- **TEXTO PARA LEER**
»»

El aguayo
No es muy habitual ver a una joven y hermosa mujer, de rasgos claramente caucásicos, piel blanca y atuendo occidental, cargando a su bebé en un aguayo. Se trata de Claudia Fernández, esposa de Álvaro García Linera. En las redes se la ve sonriente, ocupada en algo doméstico y con la niña a la espalda. “Clau aprendiendo a utilizar nuestro aguayo”, teclea el marido, quien publicó las imágenes.
Un comentario oficioso dice: “El vicepresidente […] Álvaro García Linera chochea con su esposa y su primogénita de tres meses de nacida”. A 20 horas de la publicación, el mensaje ya tenía cerca de 40 mil “likes”, compartido algo más de 5 mil y generando casi 2 mil comentarios. Lo que se dice un “trending topic”.

««

Elementos del conjunto de datos:
»»

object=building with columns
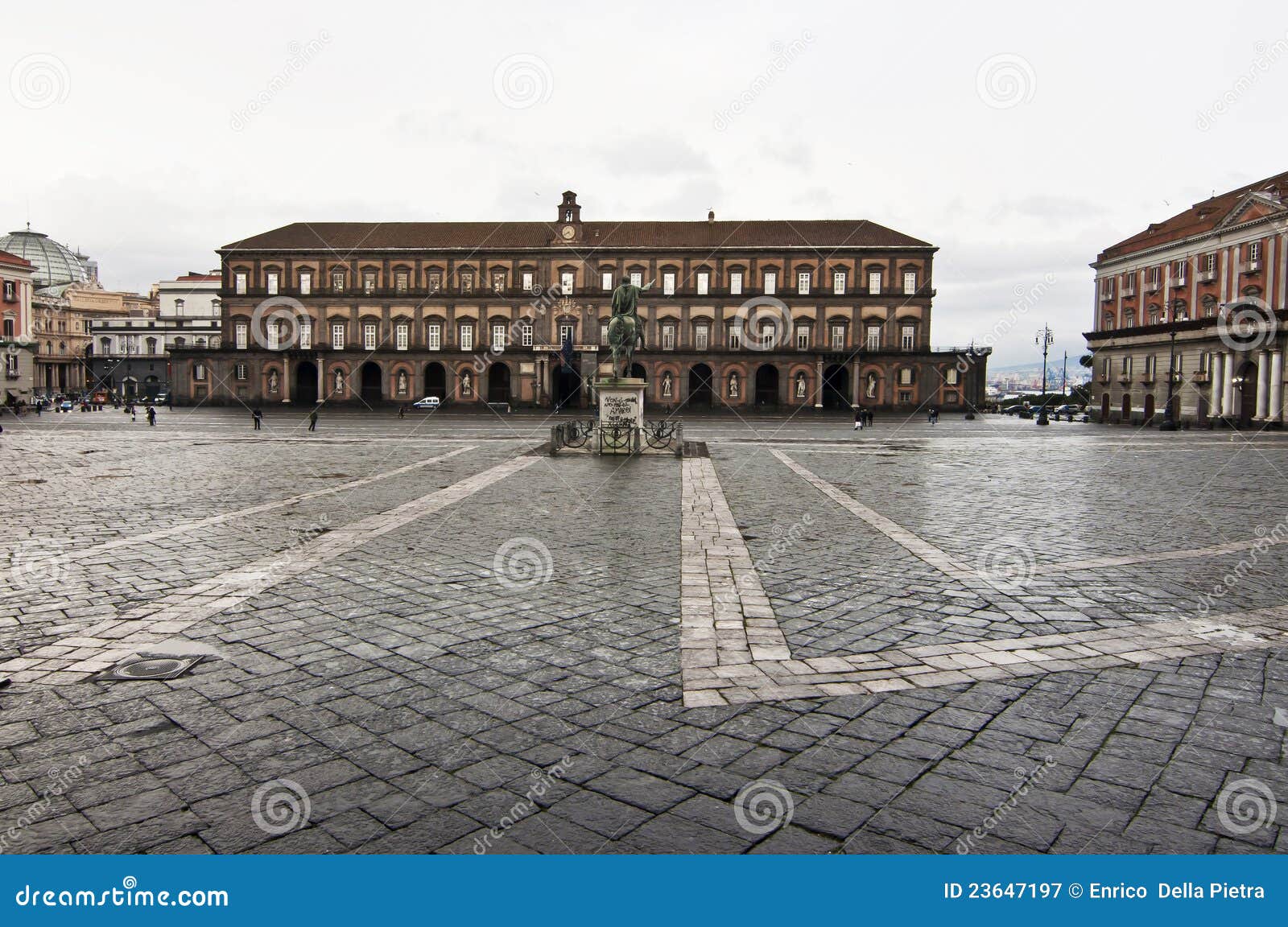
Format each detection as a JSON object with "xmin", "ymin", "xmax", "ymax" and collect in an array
[
  {"xmin": 171, "ymin": 191, "xmax": 987, "ymax": 412},
  {"xmin": 1086, "ymin": 174, "xmax": 1288, "ymax": 427}
]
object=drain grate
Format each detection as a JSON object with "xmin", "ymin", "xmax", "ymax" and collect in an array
[{"xmin": 98, "ymin": 655, "xmax": 204, "ymax": 682}]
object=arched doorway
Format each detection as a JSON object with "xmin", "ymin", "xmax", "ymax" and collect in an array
[
  {"xmin": 291, "ymin": 360, "xmax": 318, "ymax": 406},
  {"xmin": 756, "ymin": 365, "xmax": 778, "ymax": 406},
  {"xmin": 687, "ymin": 365, "xmax": 713, "ymax": 408},
  {"xmin": 425, "ymin": 360, "xmax": 447, "ymax": 399},
  {"xmin": 1239, "ymin": 360, "xmax": 1257, "ymax": 427},
  {"xmin": 358, "ymin": 360, "xmax": 384, "ymax": 406},
  {"xmin": 823, "ymin": 365, "xmax": 850, "ymax": 408},
  {"xmin": 554, "ymin": 365, "xmax": 581, "ymax": 410},
  {"xmin": 487, "ymin": 363, "xmax": 510, "ymax": 402}
]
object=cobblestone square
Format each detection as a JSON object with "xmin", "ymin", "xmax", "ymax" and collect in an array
[{"xmin": 0, "ymin": 408, "xmax": 1288, "ymax": 854}]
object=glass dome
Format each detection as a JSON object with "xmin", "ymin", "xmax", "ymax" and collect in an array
[{"xmin": 0, "ymin": 228, "xmax": 90, "ymax": 290}]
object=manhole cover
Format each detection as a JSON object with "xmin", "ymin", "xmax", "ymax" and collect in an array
[{"xmin": 98, "ymin": 657, "xmax": 204, "ymax": 682}]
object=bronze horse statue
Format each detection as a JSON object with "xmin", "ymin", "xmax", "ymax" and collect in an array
[{"xmin": 608, "ymin": 277, "xmax": 648, "ymax": 377}]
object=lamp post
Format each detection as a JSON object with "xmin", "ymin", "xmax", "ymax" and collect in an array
[
  {"xmin": 1034, "ymin": 326, "xmax": 1055, "ymax": 425},
  {"xmin": 1158, "ymin": 307, "xmax": 1176, "ymax": 431}
]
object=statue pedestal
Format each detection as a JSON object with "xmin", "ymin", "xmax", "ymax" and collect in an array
[{"xmin": 595, "ymin": 377, "xmax": 646, "ymax": 455}]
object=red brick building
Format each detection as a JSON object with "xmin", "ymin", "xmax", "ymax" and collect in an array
[
  {"xmin": 1086, "ymin": 174, "xmax": 1288, "ymax": 426},
  {"xmin": 171, "ymin": 192, "xmax": 987, "ymax": 410}
]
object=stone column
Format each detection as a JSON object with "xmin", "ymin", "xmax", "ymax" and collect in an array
[
  {"xmin": 1267, "ymin": 350, "xmax": 1284, "ymax": 422},
  {"xmin": 1256, "ymin": 350, "xmax": 1270, "ymax": 421},
  {"xmin": 1221, "ymin": 352, "xmax": 1234, "ymax": 418},
  {"xmin": 1208, "ymin": 354, "xmax": 1225, "ymax": 418}
]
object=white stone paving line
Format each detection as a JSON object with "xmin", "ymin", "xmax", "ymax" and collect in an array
[
  {"xmin": 680, "ymin": 451, "xmax": 1288, "ymax": 708},
  {"xmin": 0, "ymin": 455, "xmax": 539, "ymax": 684}
]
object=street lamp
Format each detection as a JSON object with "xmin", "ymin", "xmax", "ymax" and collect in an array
[
  {"xmin": 1034, "ymin": 326, "xmax": 1055, "ymax": 425},
  {"xmin": 1158, "ymin": 307, "xmax": 1176, "ymax": 431}
]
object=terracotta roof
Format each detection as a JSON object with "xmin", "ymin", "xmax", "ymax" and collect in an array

««

- **ENUNCIADO DE LA TAREA**
Según el texto sobre el aguayo, ¿cuántos "likes" tenía el mensaje a las 20 horas de su publicación? Las filas no intervienen en esto.

- **RESPUESTA**
Tenía cerca de 40 mil "likes".